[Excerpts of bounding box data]
========================

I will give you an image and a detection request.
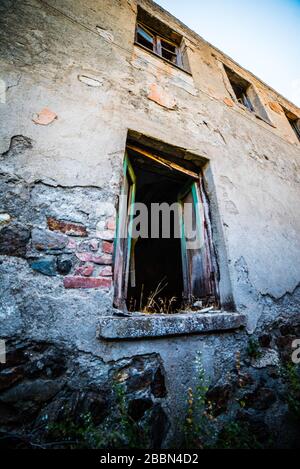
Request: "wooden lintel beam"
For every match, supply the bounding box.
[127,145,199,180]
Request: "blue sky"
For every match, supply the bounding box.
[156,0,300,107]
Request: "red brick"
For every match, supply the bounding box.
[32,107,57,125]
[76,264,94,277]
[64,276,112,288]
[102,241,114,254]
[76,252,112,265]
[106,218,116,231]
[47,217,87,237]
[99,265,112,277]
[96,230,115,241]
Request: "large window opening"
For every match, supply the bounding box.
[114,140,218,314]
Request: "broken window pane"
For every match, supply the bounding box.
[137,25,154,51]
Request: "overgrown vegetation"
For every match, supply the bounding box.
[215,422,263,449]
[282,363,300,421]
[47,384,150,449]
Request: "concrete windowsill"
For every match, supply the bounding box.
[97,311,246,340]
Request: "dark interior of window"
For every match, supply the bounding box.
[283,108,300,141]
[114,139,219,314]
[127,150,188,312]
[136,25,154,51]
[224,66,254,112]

========================

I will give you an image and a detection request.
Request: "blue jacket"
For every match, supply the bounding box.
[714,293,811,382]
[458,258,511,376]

========================

:: What the task requires ::
How many lines above contain the string "blue" when case counts? Reply with the number only.

:: Correct result ::
2